● **WRITTEN REQUEST**:
Render every item below as a numbered list of its lines, omitting any blank lines. Exclude the pictures from your answer.

■ ■ ■ ■

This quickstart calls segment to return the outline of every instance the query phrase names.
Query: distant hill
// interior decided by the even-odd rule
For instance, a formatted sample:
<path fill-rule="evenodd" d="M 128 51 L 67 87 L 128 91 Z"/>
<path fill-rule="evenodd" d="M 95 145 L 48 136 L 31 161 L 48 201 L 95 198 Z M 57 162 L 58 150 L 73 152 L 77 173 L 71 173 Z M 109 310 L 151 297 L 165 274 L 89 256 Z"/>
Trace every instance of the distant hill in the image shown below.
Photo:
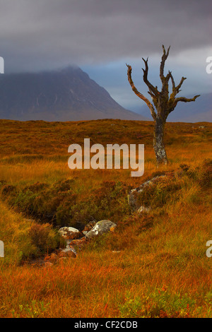
<path fill-rule="evenodd" d="M 0 75 L 0 119 L 143 120 L 125 109 L 78 67 Z"/>
<path fill-rule="evenodd" d="M 186 96 L 188 98 L 192 96 Z M 132 108 L 143 117 L 152 119 L 148 107 L 143 105 L 141 107 Z M 205 93 L 195 102 L 178 102 L 175 109 L 170 114 L 167 121 L 201 122 L 212 121 L 212 93 Z"/>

■ ■ ■ ■

● **COMPLETED EXERCISE**:
1. This quickstart calls segment to return the outline of every instance the query phrase names.
2. Query: distant hill
3. // interior decided by the even-odd rule
4. For instance, a formatted sample:
5. <path fill-rule="evenodd" d="M 128 51 L 67 87 L 128 91 Z"/>
6. <path fill-rule="evenodd" d="M 95 145 L 48 136 L 31 161 L 48 201 L 95 198 Z M 57 162 L 58 150 L 73 152 L 77 173 L 71 173 Z M 109 310 L 151 297 L 165 274 L 89 256 Z"/>
7. Trace every instance of the distant hill in the image shown below.
8. Photo:
9. <path fill-rule="evenodd" d="M 0 75 L 0 119 L 143 120 L 125 109 L 78 67 Z"/>
10. <path fill-rule="evenodd" d="M 186 96 L 188 98 L 192 96 Z M 132 108 L 143 117 L 152 119 L 148 107 L 143 105 L 141 107 Z M 205 93 L 195 102 L 178 102 L 175 109 L 170 114 L 167 121 L 201 122 L 212 121 L 212 93 Z"/>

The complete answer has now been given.